[Excerpts from a location annotation dataset]
----

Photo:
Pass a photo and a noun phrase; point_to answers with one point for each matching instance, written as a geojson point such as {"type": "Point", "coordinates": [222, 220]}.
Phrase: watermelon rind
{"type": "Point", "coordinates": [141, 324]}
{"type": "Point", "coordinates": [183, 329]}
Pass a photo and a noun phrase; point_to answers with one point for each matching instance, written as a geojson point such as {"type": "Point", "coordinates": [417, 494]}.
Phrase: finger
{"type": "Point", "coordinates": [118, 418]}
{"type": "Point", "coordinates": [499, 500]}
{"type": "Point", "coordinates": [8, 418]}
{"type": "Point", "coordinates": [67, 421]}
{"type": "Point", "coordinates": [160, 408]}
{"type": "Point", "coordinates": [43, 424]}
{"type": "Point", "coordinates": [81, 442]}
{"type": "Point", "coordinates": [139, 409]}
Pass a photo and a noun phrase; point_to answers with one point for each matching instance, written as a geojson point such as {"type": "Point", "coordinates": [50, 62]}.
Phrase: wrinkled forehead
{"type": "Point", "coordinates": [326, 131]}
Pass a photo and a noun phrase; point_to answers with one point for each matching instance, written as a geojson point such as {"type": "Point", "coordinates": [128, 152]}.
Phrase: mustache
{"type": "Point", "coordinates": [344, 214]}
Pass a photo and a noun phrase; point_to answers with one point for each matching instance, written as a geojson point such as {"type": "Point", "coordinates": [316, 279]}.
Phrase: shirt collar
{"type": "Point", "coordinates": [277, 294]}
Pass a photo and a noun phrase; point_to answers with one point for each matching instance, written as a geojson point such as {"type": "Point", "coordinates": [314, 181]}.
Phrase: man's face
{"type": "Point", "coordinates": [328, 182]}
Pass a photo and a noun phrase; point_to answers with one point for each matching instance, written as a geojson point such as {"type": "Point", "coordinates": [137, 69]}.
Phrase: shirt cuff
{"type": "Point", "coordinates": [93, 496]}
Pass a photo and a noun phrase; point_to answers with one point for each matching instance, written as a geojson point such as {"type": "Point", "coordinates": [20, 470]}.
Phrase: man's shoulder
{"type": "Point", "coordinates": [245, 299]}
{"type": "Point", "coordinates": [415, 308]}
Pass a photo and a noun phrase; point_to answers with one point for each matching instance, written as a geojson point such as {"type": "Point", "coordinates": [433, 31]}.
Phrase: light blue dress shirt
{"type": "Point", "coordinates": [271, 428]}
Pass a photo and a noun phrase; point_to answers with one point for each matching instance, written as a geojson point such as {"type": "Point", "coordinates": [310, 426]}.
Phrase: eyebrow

----

- [Challenge]: Show each line of the material above that contains the string "shirt". Case counts.

- [The answer]:
Phrase: shirt collar
Phrase: shirt cuff
Phrase: light blue dress shirt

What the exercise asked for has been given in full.